Задание 1
Перепишите из отрывка о Н.С. Гумилеве часть, которая начинается со слов «В последнее время» и заканчивается словами «творчество Н.С. Гумилева.».
Задание 2
Ответьте по отрывку о Н.С. Гумилеве на три вопроса:
(a) Начиная с какого поэта, по мнению Ю.М. Лотмана, в русской культуре утверждается понимание «биографии как творческого деяния»?
(b) С освоения каких принципов начинался путь поэта?
(c) Что стало вторым аспектом работы?
Задание 3
Почему, согласно отрывку о Н.С. Гумилеве, исследователям приходится по-новому взглянуть на его творчество? Ответьте в одном–трех предложениях.

======== Выбранный отрывок

В последнее время возрастает интерес исследователей к изучению творческой биографии одного из лучших представителей русской поэзии начала XX века - Н.С. Гумилева. Обращение к поэтическому наследию Н.С. Гумилева обусловлено прежде всего огромным эстетическим и культурно-историческим значением его деятельности и в контексте литературного процесса начала XX века, и в связи с влиянием его творчества на последующие поколения поэтов.
Имена некоторых поэтов Серебряного века, в числе которых и имя Н.С. Гумилева, упоминались на протяжении советского периода истории лишь для того, чтобы «объяснить», какими реакционными и порочными были их взгляды и творчество. В течение многих десятилетий стихи их не переиздавались. Все это вынуждает исследователей по-новому взглянуть на творчество Н.С. Гумилева.
Научная новизна работы заключается в том, что в ней впервые выявляется целостная жизнетворческая концепция конкретной личности - одного из самых ярких представителей поэзии Серебряного века - Н.С. Гумилева. По мнению Ю.М. Лотмана, начиная с А.С. Пушкина, в русской культуре утверждается понимание «биографии как творческого деяния» (Лотман Ю.М. Литературная биография в историко-культурном контексте: К типологическому соотношению текста и личности автора // Уч. зап. Тартуского гос. ун-та. - Тарту, 1986. - Вып. 683. - С. 106-121. - С. 117.). Несомненно, что применительно и к Н.С. Гумилеву можно говорить о биографии как творческом деянии.
Путь поэта начинался с освоения жизнетворческих принципов символизма. Н.С. Гумилев входил в литературу, когда благодаря идеям символистов, в ней господствовало убеждение в том, что прежде чем в стихах, поэзия должна воплотиться в самом поэте и превратить его жизнь в произведение искусства.
Вторым аспектом нашей работы стали принципы создания образа в лирике и драматургии Н.С. Гумилева. Отдельно стоит отметить, что в сравнении с лирикой поэта, фундаментальных исследований, посвященных его драматургическим произведениям, на сегодняшний день крайне мало (Акимова Т.И. Драматургия Н.С. Гумилева в контексте культуры серебряного века // Дисс... на соиск. уч. ст. канд. филол. наук. - Саранск, 2003.).

================
======== Перечень данных

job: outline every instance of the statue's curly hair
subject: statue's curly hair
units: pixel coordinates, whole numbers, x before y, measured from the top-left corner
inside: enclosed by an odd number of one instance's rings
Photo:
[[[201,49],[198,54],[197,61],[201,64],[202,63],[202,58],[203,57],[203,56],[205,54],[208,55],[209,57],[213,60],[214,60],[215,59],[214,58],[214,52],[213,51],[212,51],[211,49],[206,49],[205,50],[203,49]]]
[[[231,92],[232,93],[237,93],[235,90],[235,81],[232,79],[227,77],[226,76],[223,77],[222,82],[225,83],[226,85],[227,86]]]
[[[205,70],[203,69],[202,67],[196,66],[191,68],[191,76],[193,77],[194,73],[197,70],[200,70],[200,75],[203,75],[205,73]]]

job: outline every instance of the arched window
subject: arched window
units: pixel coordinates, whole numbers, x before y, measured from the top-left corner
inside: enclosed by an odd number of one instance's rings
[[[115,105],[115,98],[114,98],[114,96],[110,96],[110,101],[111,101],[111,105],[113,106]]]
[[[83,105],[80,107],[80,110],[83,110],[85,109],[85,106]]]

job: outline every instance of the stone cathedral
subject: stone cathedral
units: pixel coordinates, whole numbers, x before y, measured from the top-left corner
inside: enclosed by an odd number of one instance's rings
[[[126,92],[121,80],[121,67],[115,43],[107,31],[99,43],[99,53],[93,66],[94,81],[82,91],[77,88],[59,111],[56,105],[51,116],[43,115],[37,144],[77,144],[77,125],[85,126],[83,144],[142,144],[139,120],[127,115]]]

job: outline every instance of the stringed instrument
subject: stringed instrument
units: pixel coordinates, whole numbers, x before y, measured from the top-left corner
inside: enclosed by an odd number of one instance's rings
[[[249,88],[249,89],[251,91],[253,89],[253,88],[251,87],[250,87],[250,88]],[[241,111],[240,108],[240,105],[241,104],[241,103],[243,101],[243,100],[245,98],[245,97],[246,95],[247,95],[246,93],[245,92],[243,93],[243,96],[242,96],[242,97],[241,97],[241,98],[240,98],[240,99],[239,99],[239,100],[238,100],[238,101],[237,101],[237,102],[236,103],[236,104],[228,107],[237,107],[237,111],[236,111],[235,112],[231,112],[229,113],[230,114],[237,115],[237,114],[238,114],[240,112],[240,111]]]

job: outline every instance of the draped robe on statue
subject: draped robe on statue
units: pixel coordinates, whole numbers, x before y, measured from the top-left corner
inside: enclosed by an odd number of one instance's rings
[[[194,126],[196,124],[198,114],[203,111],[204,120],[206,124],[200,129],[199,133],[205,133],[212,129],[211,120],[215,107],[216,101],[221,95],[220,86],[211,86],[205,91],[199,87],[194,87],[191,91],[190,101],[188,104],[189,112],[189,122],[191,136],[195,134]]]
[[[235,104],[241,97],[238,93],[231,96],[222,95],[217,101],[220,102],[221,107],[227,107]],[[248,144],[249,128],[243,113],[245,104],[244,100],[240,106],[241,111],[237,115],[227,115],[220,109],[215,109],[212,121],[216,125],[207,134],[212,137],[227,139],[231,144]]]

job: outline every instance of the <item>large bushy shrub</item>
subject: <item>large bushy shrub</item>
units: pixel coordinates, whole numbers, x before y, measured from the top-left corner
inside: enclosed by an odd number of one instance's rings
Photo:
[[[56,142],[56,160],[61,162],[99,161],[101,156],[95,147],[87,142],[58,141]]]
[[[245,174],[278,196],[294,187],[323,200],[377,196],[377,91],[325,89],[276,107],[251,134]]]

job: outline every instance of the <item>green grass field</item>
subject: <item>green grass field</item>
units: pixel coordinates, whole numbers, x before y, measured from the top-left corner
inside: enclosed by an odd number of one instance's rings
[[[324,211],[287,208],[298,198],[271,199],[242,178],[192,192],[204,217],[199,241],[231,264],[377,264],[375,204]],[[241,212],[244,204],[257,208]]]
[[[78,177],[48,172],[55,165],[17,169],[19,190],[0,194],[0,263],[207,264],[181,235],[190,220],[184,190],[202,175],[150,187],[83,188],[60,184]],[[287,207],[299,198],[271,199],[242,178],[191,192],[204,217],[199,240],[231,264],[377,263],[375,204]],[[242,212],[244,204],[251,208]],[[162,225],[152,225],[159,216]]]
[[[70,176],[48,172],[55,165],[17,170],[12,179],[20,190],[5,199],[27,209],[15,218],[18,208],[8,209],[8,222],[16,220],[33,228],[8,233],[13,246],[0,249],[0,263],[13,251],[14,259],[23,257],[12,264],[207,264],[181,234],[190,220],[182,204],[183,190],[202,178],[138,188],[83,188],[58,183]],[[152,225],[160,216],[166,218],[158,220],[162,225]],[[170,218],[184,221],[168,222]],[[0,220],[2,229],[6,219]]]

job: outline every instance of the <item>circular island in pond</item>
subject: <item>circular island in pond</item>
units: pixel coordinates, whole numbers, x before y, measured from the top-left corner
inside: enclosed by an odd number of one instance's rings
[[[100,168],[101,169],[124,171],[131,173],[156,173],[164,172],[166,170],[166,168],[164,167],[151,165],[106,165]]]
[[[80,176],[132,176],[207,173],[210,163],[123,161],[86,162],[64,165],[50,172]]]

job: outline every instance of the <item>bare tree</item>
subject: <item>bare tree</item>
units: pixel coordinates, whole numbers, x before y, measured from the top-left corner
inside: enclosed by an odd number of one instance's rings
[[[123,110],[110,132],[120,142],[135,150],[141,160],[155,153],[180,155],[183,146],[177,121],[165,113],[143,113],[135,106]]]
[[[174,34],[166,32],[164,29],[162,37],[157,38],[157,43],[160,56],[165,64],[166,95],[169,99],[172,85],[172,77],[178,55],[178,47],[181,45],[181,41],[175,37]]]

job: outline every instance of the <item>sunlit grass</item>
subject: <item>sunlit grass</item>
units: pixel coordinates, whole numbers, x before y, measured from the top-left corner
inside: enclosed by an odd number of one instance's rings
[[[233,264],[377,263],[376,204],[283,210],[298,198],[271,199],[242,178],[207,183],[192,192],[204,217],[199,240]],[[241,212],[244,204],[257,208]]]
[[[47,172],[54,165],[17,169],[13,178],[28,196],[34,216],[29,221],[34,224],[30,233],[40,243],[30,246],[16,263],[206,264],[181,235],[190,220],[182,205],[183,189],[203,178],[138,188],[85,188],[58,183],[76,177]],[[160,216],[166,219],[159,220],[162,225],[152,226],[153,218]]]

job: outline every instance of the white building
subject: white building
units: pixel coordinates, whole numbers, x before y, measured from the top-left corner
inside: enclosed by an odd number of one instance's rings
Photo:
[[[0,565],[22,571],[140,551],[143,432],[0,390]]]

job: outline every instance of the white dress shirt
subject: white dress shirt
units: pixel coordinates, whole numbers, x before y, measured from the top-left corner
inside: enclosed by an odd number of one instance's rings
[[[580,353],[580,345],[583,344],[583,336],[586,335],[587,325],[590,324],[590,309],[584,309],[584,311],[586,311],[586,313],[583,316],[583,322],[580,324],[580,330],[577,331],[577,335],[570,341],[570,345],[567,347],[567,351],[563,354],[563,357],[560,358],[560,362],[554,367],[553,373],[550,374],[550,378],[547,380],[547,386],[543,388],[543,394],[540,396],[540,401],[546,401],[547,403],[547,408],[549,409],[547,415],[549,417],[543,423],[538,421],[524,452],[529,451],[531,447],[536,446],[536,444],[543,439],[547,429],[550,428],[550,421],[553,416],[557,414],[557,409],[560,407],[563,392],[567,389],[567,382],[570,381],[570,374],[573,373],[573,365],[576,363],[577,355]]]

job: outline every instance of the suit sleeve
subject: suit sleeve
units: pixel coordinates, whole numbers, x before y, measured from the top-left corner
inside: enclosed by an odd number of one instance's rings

================

Ответ 1
В последнее время возрастает интерес исследователей к изучению творческой биографии одного из лучших представителей русской поэзии начала XX века - Н.С. Гумилева. Обращение к поэтическому наследию Н.С. Гумилева обусловлено прежде всего огромным эстетическим и культурно-историческим значением его деятельности и в контексте литературного процесса начала XX века, и в связи с влиянием его творчества на последующие поколения поэтов.
Имена некоторых поэтов Серебряного века, в числе которых и имя Н.С. Гумилева, упоминались на протяжении советского периода истории лишь для того, чтобы «объяснить», какими реакционными и порочными были их взгляды и творчество. В течение многих десятилетий стихи их не переиздавались. Все это вынуждает исследователей по-новому взглянуть на творчество Н.С. Гумилева.

Ответ 2
(a) С А.С. Пушкина.
(b) С освоения жизнетворческих принципов символизма.
(c) Принципы создания образа в лирике и драматургии Н.С. Гумилева.

Ответ 3
В советский период имя Н.С. Гумилева, как и имена некоторых других поэтов Серебряного века, упоминалось лишь для того, чтобы «объяснить», какими реакционными и порочными были их взгляды и творчество. Кроме того, их стихи многие десятилетия не переиздавались.